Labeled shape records

----------------

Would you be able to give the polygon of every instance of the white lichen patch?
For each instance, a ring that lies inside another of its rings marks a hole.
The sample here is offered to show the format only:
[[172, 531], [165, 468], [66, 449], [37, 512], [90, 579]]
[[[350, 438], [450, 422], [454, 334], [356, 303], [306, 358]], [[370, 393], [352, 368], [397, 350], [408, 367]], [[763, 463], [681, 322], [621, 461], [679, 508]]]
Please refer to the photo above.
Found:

----------------

• TASK PROMPT
Can you reproduce word for word the part of the records that runs from their very first line through the line containing "[[172, 531], [165, 468], [66, 449], [37, 512], [90, 579]]", including both of those lines?

• EXERCISE SOLUTION
Would you be able to give the polygon of every instance of the white lichen patch?
For each instance, a ring that lies inside another of its rings marks a hole.
The sample here is offered to show the format only:
[[172, 531], [165, 468], [66, 449], [37, 512], [90, 579]]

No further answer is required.